(What is being asked): What you give back must match the data exactly, minus the pictures.

Study material below:

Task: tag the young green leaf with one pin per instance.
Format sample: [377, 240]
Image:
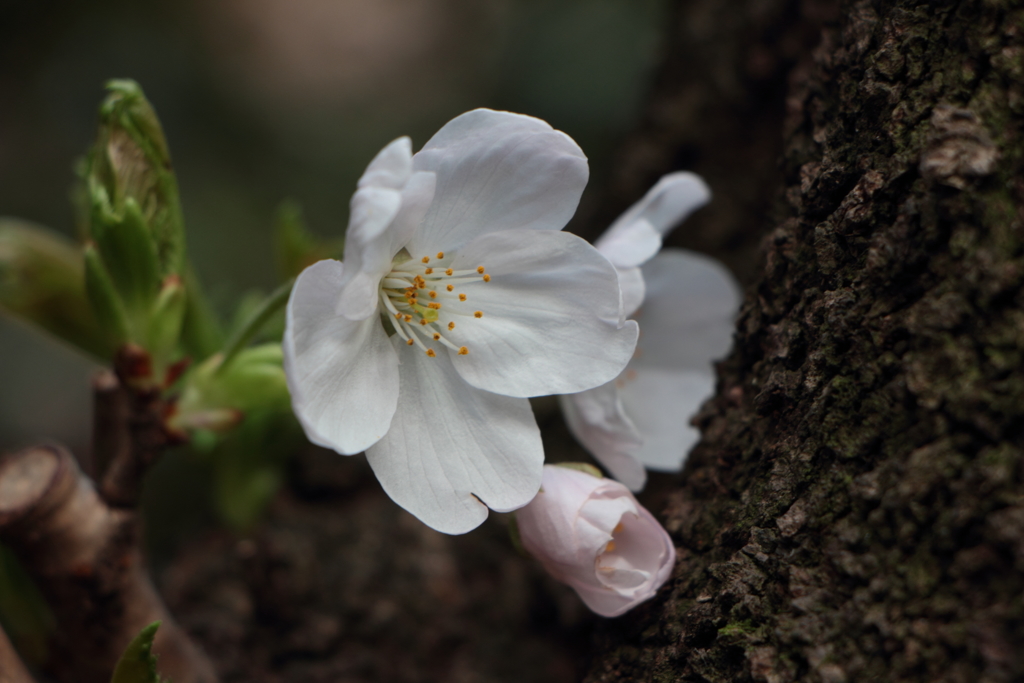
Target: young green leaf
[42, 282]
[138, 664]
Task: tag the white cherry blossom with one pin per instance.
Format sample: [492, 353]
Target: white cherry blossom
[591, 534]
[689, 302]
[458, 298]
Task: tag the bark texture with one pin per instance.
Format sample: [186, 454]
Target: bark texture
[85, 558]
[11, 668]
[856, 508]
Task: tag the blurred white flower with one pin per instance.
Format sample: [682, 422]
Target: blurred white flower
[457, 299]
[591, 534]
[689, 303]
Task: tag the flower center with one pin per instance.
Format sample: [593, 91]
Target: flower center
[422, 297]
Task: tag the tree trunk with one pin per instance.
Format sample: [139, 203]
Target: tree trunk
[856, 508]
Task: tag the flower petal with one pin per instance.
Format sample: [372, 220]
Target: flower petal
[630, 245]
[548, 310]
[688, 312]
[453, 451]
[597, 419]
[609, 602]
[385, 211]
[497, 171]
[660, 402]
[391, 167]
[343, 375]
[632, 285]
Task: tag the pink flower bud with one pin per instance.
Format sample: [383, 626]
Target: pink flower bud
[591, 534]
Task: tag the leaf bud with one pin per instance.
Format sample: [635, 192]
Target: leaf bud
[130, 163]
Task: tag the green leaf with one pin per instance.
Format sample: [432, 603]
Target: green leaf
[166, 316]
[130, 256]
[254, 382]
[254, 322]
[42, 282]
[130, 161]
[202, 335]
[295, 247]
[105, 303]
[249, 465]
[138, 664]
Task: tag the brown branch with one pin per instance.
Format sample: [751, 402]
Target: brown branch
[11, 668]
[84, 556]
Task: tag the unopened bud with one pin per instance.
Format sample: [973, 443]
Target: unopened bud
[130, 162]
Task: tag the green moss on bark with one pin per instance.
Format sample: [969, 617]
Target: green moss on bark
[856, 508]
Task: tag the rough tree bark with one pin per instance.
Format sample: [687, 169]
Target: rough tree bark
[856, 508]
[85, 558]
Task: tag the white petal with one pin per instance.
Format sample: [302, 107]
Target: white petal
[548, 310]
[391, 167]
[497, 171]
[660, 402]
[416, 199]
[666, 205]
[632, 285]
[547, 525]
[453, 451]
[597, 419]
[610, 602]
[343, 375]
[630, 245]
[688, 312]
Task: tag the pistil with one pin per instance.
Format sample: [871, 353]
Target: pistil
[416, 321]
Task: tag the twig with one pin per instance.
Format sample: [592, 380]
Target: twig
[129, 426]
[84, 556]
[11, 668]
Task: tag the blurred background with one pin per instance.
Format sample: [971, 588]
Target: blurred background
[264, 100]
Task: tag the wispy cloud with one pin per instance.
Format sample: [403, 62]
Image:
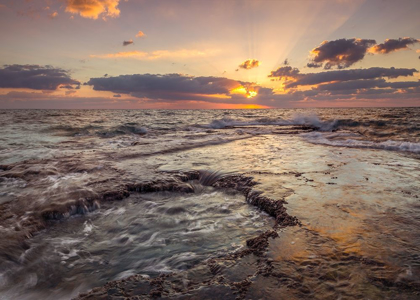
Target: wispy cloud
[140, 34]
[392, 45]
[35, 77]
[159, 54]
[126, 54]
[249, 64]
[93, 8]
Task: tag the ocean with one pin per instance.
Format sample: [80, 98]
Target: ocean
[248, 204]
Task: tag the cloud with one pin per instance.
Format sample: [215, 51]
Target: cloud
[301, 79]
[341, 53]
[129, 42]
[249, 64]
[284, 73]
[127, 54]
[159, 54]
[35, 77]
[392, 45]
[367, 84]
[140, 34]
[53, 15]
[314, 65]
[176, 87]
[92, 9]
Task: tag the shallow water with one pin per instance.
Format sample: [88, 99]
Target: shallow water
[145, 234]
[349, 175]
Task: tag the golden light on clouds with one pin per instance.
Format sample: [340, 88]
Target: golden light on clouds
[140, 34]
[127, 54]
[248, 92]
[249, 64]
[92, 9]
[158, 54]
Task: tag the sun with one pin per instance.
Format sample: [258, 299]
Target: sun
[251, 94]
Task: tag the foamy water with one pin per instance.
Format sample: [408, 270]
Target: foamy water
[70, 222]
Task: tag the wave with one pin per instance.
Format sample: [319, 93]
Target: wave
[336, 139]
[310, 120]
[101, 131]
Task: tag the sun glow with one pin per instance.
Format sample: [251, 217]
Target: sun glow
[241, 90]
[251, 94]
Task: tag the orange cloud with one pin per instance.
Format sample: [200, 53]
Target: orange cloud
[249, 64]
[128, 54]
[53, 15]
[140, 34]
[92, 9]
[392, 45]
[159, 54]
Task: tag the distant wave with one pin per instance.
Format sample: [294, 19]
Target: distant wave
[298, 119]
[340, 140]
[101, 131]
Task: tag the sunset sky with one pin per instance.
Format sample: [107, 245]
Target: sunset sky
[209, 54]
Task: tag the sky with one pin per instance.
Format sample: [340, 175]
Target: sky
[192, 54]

End of Study material.

(Task solution):
Task: tag the young green leaf with one pin per instance.
Format sample: [377, 240]
Image:
Target: young green leaf
[42, 282]
[138, 664]
Task: tag the white cherry blossom with one pin per instance.
Format sample: [492, 353]
Target: white cherry blossom
[591, 534]
[689, 302]
[458, 298]
Task: tag the bark texture with one pin per instance.
Format sample: [186, 454]
Target: bark texture
[85, 558]
[11, 668]
[856, 508]
Task: tag the blurred white flower with one pin per instance.
Format sample: [682, 422]
Target: blurred white flower
[457, 299]
[591, 534]
[689, 303]
Task: tag the flower center with one pin per instance.
Format sample: [593, 91]
Target: flower center
[422, 297]
Task: tag the tree trunk with one pin per instance.
Format sample: [139, 203]
Target: tree trunk
[856, 508]
Task: tag the flower petal with one pin per instance.
Format sample: [372, 220]
Target: flower petal
[630, 245]
[548, 310]
[688, 312]
[453, 451]
[597, 419]
[609, 602]
[385, 211]
[497, 171]
[660, 402]
[391, 167]
[343, 375]
[632, 285]
Task: tag the pink flower bud with one pin per instance.
Format sample: [383, 626]
Target: pink flower bud
[591, 534]
Task: tag the leaf bud with one pin per instance.
Format sample: [635, 192]
Target: leaf bud
[130, 163]
Task: tag the green leaf with one pin per instance.
Format sample: [432, 603]
Target: green leaf
[166, 316]
[130, 256]
[254, 382]
[254, 322]
[42, 282]
[130, 161]
[202, 335]
[295, 247]
[105, 303]
[249, 465]
[138, 664]
Task: tag the brown branch with one pin per instance.
Format sample: [751, 402]
Target: brown branch
[11, 668]
[84, 556]
Task: tag the unopened bud with one pin per instance.
Format sample: [973, 443]
Target: unopened bud
[130, 162]
Task: tag the green moss on bark with one pin per instance.
Format sample: [969, 617]
Target: green moss on bark
[856, 508]
Task: tag the rough tree bark with one pin per instance.
Format sample: [687, 169]
Target: rough tree bark
[856, 508]
[85, 558]
Task: tag the white petal with one pin per instance.
Format sample: [302, 107]
Target: white petal
[548, 310]
[391, 167]
[497, 171]
[660, 402]
[416, 199]
[666, 205]
[632, 285]
[547, 525]
[453, 451]
[597, 419]
[610, 602]
[343, 375]
[630, 245]
[688, 312]
Task: tag the pistil with one pin per instance.
Format sample: [871, 353]
Target: pistil
[416, 321]
Task: tag the twig with one pin per instance.
Format sample: [592, 380]
Target: twig
[129, 426]
[84, 556]
[11, 668]
Task: tag the blurred background with one pin per instance.
Format sample: [971, 588]
Target: blurred background
[264, 100]
Task: tag the wispy cloud with one pin per instance.
Format sample: [403, 62]
Image:
Target: wispy cloud
[140, 34]
[392, 45]
[35, 77]
[159, 54]
[126, 54]
[249, 64]
[93, 8]
Task: tag the ocean with one pin per instance.
Format sample: [80, 98]
Target: ocean
[248, 204]
Task: tag the cloud with one pin per instance.
Format sample: [215, 51]
Target: cloud
[301, 79]
[341, 53]
[129, 42]
[249, 64]
[284, 73]
[127, 54]
[159, 54]
[35, 77]
[392, 45]
[367, 84]
[140, 34]
[53, 15]
[314, 65]
[176, 87]
[92, 9]
Task: tag the shallow water with one pin per instance.
Format sample: [88, 99]
Target: shallow water
[145, 234]
[349, 175]
Task: tag the golden light on clouds with one pin per instance.
Format sample: [340, 88]
Target: golden light on clouds
[140, 34]
[127, 54]
[248, 92]
[249, 64]
[92, 9]
[158, 54]
Task: tag the sun with one pin per instance.
Format sample: [258, 299]
Target: sun
[251, 94]
Task: tag the foamy water with one pin per instance.
Format sample: [408, 270]
Target: foamy water
[70, 222]
Task: tag the wave with one pin per instance.
Format sample: [319, 93]
Target: wave
[336, 139]
[310, 120]
[101, 131]
Task: tag the sun glow with one pin per instance.
Format sample: [251, 217]
Target: sun glow
[241, 90]
[251, 94]
Task: tag the orange cloud with one pin per instance.
Format sample: [200, 53]
Target: orange cloud
[249, 64]
[128, 54]
[53, 15]
[140, 34]
[92, 9]
[392, 45]
[159, 54]
Task: tag the distant wave with one pin per instance.
Format sample: [294, 19]
Target: distant wave
[298, 119]
[340, 140]
[101, 131]
Task: tag the sunset sky with one pin per instance.
Format sample: [107, 245]
Target: sunset sky
[209, 54]
Task: tag the sky with one pin per instance.
Format sample: [340, 175]
Target: sky
[192, 54]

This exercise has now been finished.